**Exercise directions**
Answer these questions from the forum post below on loading GPT-J in 8-bit mode.
(a) Which library does the poster use for fine-tuning with LoRA?
(b) Which function is applied to the model immediately after it is loaded?
(c) What value is given for bias in the LoRA configuration?

**Extract**

EleutherAI/gpt-j-6b · RuntimeError: expected scalar type Half but found Float

Hi, I'm trying to load GPT-J in 8-bit mode for fine-tuning using LoRA with the new PEFT library.
This is the part of the code I use for loading the model in 8-bit and the tokenizer:

def tokenize(element):
inputs = tokenizer(
element['text'],
truncation=True,
padding=True,
max_length=MAX_LEN,
)
return {'input_ids': inputs.input_ids,
'attention_mask':inputs.attention_mask,
'labels':inputs.input_ids}

model = GPTJForCausalLM.from_pretrained("EleutherAI/gpt-j-6B",
device_map=device_map,
load_in_8bit=True,
)
model = prepare_model_for_int8_training(model)

config = LoraConfig(
r=LORA_R,
lora_alpha=LORA_ALPHA,
target_modules=TARGET_MODULES,
lora_dropout=LORA_DROPOUT,
bias="none",
task_type=TaskType.CAUSAL_LM,
)
model = get_peft_model(model, config)

**Input data**

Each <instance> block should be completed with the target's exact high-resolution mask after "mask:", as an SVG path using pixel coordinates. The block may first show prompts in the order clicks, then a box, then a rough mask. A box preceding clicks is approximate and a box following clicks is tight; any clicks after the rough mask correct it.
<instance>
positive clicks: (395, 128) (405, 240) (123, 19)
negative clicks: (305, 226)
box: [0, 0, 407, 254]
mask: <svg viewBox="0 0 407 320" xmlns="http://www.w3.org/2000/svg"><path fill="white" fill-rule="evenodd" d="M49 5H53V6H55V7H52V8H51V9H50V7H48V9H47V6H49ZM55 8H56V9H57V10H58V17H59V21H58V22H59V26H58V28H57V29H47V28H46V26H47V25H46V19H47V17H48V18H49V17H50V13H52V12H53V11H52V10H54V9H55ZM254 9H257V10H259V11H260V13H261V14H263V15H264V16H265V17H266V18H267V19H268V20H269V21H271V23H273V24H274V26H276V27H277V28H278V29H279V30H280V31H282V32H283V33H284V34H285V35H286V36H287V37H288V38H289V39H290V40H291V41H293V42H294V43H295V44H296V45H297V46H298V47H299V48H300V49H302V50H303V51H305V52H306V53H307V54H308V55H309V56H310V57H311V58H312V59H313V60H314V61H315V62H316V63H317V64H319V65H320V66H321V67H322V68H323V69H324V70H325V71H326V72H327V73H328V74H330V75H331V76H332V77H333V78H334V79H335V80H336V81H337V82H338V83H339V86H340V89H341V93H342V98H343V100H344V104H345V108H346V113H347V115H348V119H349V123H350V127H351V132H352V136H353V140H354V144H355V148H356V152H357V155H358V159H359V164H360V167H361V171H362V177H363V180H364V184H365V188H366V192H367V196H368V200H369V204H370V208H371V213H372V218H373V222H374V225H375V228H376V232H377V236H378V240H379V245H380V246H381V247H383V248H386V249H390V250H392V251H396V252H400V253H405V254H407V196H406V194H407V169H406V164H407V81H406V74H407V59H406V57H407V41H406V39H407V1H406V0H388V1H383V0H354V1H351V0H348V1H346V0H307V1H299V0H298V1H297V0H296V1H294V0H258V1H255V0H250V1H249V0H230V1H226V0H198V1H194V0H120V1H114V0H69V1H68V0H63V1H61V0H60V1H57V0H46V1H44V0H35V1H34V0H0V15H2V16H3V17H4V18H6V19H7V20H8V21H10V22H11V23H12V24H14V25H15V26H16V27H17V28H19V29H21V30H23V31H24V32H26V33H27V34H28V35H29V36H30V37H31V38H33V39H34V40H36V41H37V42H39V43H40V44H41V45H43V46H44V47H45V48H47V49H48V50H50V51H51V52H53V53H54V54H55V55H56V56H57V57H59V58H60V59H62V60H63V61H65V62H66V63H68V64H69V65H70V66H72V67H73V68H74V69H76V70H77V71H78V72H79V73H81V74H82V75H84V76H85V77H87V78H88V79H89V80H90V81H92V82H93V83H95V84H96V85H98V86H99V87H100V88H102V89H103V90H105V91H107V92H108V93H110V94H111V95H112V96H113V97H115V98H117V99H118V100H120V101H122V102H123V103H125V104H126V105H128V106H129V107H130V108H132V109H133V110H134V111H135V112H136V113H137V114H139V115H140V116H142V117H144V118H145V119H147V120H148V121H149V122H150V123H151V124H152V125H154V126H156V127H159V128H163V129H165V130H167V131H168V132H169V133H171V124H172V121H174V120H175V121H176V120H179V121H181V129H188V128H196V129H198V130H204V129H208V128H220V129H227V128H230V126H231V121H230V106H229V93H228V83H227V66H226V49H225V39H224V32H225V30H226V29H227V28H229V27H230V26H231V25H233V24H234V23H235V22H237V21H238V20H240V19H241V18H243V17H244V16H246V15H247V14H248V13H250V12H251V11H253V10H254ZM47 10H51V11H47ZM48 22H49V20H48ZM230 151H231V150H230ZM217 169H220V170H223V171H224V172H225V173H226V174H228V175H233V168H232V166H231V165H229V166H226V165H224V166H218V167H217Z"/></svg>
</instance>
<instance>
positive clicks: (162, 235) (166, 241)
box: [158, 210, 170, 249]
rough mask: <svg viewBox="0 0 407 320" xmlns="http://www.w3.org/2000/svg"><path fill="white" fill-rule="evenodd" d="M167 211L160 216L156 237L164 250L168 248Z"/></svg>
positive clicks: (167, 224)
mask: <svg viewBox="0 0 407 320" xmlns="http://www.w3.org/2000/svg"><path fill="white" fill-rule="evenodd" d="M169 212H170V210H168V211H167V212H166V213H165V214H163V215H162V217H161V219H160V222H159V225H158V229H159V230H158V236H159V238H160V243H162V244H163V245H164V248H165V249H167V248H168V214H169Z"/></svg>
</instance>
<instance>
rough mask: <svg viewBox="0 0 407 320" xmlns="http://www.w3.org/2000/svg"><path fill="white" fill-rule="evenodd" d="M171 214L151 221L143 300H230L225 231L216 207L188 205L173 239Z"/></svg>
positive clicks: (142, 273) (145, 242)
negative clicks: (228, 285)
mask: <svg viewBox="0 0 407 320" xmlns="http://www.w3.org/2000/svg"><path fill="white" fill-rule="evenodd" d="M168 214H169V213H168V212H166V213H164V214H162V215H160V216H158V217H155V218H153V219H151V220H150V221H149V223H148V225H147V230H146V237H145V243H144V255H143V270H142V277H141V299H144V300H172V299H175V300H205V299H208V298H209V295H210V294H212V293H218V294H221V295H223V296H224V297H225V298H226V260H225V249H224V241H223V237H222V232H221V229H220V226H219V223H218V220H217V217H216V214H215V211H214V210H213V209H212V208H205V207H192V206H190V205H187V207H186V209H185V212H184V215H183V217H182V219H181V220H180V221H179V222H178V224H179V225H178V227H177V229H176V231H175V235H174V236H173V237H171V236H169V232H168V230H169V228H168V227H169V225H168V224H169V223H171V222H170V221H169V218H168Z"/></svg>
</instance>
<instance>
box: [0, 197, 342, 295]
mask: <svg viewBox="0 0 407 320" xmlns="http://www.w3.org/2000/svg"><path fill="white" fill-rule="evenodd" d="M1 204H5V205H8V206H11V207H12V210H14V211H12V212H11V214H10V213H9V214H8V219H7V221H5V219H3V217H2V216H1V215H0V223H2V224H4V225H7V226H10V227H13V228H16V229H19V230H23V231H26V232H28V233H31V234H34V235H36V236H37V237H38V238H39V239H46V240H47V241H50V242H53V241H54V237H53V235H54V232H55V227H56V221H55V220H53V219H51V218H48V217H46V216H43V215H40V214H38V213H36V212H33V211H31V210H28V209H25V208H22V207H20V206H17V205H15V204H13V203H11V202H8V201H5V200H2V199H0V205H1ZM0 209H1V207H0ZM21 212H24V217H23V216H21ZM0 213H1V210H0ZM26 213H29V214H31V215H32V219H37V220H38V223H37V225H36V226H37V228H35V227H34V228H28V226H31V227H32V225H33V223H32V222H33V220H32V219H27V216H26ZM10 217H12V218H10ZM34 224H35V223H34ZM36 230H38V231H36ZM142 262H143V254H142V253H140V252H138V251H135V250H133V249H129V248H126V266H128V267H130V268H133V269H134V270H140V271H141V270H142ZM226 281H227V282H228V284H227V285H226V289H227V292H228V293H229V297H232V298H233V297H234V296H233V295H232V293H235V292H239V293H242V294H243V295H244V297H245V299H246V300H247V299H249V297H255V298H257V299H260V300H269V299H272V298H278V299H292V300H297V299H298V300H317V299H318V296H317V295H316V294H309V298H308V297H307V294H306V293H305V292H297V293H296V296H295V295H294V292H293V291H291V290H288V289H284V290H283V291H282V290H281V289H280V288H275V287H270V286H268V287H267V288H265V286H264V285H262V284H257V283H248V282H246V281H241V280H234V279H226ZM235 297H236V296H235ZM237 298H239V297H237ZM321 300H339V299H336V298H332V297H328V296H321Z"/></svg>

**Response below**
(a) The new PEFT library.
(b) prepare_model_for_int8_training.
(c) "none".